■ **Problem description**: Every line of the data must be retyped exactly as it stands.

(Input for this task begins)

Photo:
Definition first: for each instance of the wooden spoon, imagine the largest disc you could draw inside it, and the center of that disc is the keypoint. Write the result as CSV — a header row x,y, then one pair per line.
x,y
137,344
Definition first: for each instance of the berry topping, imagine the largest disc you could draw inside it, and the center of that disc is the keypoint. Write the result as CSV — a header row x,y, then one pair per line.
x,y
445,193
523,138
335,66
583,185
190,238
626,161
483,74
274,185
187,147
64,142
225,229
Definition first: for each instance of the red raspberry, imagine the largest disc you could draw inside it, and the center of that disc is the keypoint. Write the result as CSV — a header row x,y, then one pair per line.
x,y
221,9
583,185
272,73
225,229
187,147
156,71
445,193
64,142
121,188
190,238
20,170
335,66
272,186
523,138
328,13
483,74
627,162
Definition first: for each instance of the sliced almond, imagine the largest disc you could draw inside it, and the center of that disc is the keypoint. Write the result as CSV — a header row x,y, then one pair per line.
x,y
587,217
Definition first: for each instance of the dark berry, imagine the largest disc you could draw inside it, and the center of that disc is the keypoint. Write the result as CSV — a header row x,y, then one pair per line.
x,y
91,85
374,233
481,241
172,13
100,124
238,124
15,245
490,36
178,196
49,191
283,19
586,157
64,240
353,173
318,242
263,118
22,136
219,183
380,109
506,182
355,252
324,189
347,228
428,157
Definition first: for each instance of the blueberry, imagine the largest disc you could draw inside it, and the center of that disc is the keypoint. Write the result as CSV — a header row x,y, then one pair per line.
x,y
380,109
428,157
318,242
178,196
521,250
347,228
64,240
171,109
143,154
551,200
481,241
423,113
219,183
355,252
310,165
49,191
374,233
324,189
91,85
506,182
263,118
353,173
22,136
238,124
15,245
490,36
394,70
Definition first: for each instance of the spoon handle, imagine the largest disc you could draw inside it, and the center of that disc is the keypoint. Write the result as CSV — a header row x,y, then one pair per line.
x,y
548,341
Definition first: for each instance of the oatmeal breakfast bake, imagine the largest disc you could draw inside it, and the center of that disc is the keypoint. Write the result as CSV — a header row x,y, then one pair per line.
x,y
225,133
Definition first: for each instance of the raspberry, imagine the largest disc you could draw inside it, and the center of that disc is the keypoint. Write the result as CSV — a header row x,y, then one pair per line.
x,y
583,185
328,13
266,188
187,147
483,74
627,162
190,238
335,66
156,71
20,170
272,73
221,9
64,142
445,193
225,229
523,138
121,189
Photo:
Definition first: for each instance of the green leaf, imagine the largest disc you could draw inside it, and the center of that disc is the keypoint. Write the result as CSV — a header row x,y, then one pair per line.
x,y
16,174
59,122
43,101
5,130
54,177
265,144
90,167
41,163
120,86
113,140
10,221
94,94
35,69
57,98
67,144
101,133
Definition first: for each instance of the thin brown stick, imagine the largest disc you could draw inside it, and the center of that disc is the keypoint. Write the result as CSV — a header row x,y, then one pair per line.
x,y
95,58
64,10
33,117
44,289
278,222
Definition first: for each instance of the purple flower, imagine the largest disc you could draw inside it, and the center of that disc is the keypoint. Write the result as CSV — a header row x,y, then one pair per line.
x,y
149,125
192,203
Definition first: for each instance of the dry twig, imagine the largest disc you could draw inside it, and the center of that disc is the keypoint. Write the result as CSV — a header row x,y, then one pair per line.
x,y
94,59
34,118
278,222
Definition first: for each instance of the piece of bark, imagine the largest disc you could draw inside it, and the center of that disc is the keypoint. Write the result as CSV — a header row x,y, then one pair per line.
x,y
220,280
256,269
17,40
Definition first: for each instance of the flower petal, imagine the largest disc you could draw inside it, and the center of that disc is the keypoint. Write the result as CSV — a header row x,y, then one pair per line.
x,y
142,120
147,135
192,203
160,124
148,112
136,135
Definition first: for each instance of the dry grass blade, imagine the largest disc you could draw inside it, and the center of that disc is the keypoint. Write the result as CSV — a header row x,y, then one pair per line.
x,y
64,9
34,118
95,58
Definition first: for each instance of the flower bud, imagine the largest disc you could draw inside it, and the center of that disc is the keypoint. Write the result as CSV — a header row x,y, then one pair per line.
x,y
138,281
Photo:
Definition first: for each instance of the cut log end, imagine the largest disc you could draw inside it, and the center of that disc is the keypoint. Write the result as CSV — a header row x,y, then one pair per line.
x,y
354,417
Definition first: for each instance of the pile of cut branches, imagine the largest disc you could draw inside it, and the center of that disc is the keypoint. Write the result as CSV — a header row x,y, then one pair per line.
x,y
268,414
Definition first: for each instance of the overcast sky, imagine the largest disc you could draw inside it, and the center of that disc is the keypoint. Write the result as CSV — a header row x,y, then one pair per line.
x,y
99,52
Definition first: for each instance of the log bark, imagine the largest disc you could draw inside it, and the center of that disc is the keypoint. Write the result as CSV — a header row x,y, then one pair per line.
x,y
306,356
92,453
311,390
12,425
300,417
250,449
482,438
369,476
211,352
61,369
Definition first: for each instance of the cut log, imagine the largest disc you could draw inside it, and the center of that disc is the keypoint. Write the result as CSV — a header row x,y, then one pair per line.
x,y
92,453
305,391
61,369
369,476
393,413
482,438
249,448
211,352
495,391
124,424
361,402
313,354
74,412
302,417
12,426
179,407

(Input for this task ends)

■ **Solution**:
Photo:
Definition first: for each instance of the wooden spoon, imagine the largest disc you could draw inside it, and the center of that disc is the keypoint. Write the result as CSV — a header row x,y, then one pair per line.
x,y
137,344
Definition first: for each instance of the berry topping, imagine the largest disc you could draw inside it, and the center of that disc is the keypoint. Write the result as CSV — a header row x,y, then one pair per line.
x,y
445,193
523,138
335,66
583,185
190,238
626,161
483,74
274,185
187,147
64,142
225,229
Definition first: for each instance of the red raspberry, imagine the largest disc you could draw inside it, and the center of that disc is the keypoint. Write the result as CSV — a header row x,y, then one pair per line.
x,y
221,9
583,185
272,73
225,229
187,147
156,71
445,193
64,142
121,188
190,238
20,170
335,66
272,186
523,138
328,13
483,74
627,162
Definition first: for each instance of the sliced almond, imagine the largest disc you could draw inside it, and the center of that disc is the keypoint. Write the result as CSV — a header row x,y, then one pair per line.
x,y
587,217
Definition first: for each instance of the dark berry, imagine the largest disc you could draw inside it, and the center of that disc is the keypoint. Write the result as CSV — a header row x,y, then one pair per line.
x,y
91,85
374,233
481,241
172,13
100,124
238,124
15,245
490,36
178,196
49,191
283,19
586,157
64,240
353,173
318,242
263,118
22,136
219,183
380,109
506,182
355,252
324,189
347,228
428,157
Definition first: for each instance of the blueberry, imagine the largest disc you could draw inside it, and the center of that disc is the keypoint. Write the result as CSV — a header row x,y, then one pair per line.
x,y
380,109
428,157
318,242
178,196
521,250
347,228
64,240
171,109
143,154
551,200
481,241
423,113
219,183
355,252
310,165
49,191
374,233
324,189
91,85
506,182
263,118
353,173
22,136
238,124
15,245
490,36
394,70
Definition first: for each instance of the spoon handle, imagine the largest disc you could draw inside it, and the center of that disc is the keypoint. Write the result as CSV — a header row x,y, then one pair per line.
x,y
548,341
Definition first: for each instance of the oatmeal breakfast bake, imagine the largest disc you could draw inside it, and the center of that disc is the keypoint. Write the result as CSV — a header row x,y, then one pair per line.
x,y
225,133
Definition first: for each instance of the raspberry, imagine the largest disc you could draw inside it, and the center of that disc is the keypoint. Write the result as CSV — a header row x,y, then one pair per line.
x,y
583,185
328,13
266,188
187,147
483,74
627,162
190,238
335,66
156,71
20,170
272,73
221,9
64,142
445,193
225,229
523,138
121,189
Photo:
Definition first: for each instance of the green leaf, imagine the largest disc you could draw inside it, and the center of that disc is the keypoint. Write the result as CSV — a header row x,y, then one pair per line.
x,y
16,174
59,122
43,101
5,130
54,177
265,144
90,167
41,163
120,86
113,140
10,221
94,94
35,69
57,98
67,144
101,133
Definition first: for each instance of the thin brown stick, imagine the largest disc you could draw inside it, and the center of that disc is the keypoint. Write the result as CSV — a header row x,y, then one pair per line.
x,y
95,58
64,10
33,117
44,289
278,222
Definition first: for each instance of the purple flower, imagine the largest disc you could draw inside it, and the center of that disc is the keypoint. Write the result as CSV — a header row x,y, then one pair per line.
x,y
149,125
192,203
Definition first: for each instance of the dry twig, imagine the largest disc you could draw inside it, and the center of that disc is the keypoint. Write the result as CSV — a header row x,y, then one pair per line.
x,y
94,59
34,118
278,222
Definition first: for each instance of the piece of bark, imagine the largest disc you could draw inside it, and the center of that disc is the keypoint. Write the result as CSV — a header row x,y, then one pair per line.
x,y
220,280
256,269
17,40
Definition first: for each instance of the flower petal, imagine the largest disc you could draw inside it, and the center of that disc is the keypoint. Write the result as CSV — a header row x,y, then one pair per line.
x,y
142,120
147,135
192,203
160,124
148,112
136,135
Definition first: for each instance of the dry grass blade, imagine the largest disc you could draw inside it, and the center of that disc is the keypoint. Write the result as CSV — a header row x,y, then one pair per line.
x,y
64,9
34,118
95,58
Definition first: for each instance of the flower bud, imagine the largest disc you could draw inside it, and the center of that disc is the keypoint. Write the result as CSV — a header row x,y, then one pair per line.
x,y
138,281
Photo:
Definition first: for each instance of the cut log end, imagine the largest disc you could draw inside it, and the center of that disc is the keypoint. Write the result as CSV — a header row x,y, then one pair per line.
x,y
354,417
Definition first: for each instance of the pile of cut branches, imagine the largest disc you could draw inside it, and the center of that disc is the keypoint. Write the result as CSV — a header row x,y, then one pair per line.
x,y
268,414
Definition first: for each instance of the overcast sky, imagine the largest disc you could draw inside it, and the center of that disc is the keypoint. Write the result as CSV — a header row x,y, then one pair per line.
x,y
99,52
Definition first: for each instance of the log bark, imagine the largest disc you could draw inside it, and the center of that disc is the keypoint. Write the result as CSV — a header row x,y, then one pair per line.
x,y
306,356
92,453
311,390
12,425
300,417
250,449
482,438
369,476
211,352
61,369
Definition first: for each instance of the cut log, imagine the largest disc you could draw inside it, and the center of that disc is the keypoint. Write the result as CSV — a header row x,y, then one pair per line.
x,y
92,453
305,391
61,369
369,476
393,413
482,438
249,448
211,352
495,391
124,424
361,402
313,354
74,412
302,417
12,426
179,407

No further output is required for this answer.